## Instructions to follow
Please copy the repository description from "- Computation of classification" to "of cloud coverage.", switching "cloudy" to "overcast".

----- Quoted passage -----

This repository comes a along with the paper Explaining the Effects of Clouds on Remote Sensing Scene Classification published in the IEEE Journal of Selected Topics in Applied Earth Observations and Remote Sensing.
This repository has been tested under Python 3.8.8 in a unix development environment.
For a setup, clone the repository and cdto the root of it.
Create a new environment and activate it, for instance, on unix via
python -m venv venv && source venv/bin/activate
Then install the needed packages via:
pip install --upgrade pip
pip install -r requirements.txt
The repository builds up on pre-trained neural networks for land cover classification, trained on the cloud-free version of the SEN12MS data set. The training pipline and pre-trained networks are available here: https://github.com/schmitt-muc/SEN12MS
The repository contains the following components to evaluate Neural Networks trained for classification on the SEN12MS data set:
- Computation of the sample-wise cloud-coverage for samples from SEN12MS-CR.
- Computation of classification performances on cloudy and clear samples from SEN12MS-CR and SEN12MS.
- Evaluation of the classification performance for different levels of cloud coverage.
- Evaluations of the capability to detect high cloud coverage based on the network output.
- Evaluation and Visualization of saliency maps generated with GradCam for clear and cloudy images.
The cloud coverage of the samples in the SEN12MSCR data set can be done by:
python ./DataPreparation/compute_cloud_coverage.py --data_root_path ./ROOT/OF/SEN12MSCR \
[--save_pkl_path './pkl_files/cloud_coverage.pkl']
The results are stored in a pickle file given as --save_pkl_path argument.

----- Records shown -----

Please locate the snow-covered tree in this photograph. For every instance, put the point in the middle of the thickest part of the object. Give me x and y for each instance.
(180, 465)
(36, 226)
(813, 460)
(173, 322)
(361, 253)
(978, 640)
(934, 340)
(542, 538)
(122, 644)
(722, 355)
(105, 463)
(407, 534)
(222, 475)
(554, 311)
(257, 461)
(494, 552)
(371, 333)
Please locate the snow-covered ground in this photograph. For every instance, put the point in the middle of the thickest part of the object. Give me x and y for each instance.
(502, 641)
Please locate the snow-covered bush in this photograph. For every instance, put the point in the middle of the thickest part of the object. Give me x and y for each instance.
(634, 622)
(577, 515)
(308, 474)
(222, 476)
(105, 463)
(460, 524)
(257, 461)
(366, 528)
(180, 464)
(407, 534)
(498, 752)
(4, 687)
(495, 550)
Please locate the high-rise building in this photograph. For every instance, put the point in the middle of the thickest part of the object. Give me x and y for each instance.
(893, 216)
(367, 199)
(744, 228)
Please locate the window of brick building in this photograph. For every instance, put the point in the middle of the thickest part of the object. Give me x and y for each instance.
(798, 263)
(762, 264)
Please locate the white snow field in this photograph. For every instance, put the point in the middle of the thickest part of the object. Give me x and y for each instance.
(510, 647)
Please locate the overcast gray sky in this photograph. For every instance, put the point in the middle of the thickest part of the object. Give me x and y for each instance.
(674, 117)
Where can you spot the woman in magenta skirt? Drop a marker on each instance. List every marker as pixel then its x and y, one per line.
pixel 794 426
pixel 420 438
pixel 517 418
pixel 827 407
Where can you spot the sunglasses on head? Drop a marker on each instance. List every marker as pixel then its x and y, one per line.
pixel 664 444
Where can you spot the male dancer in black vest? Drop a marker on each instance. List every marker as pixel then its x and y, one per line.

-----

## Response
- Computation of classification performances on overcast and clear samples from SEN12MS-CR and SEN12MS.
- Evaluation of the classification performance for different levels of cloud coverage.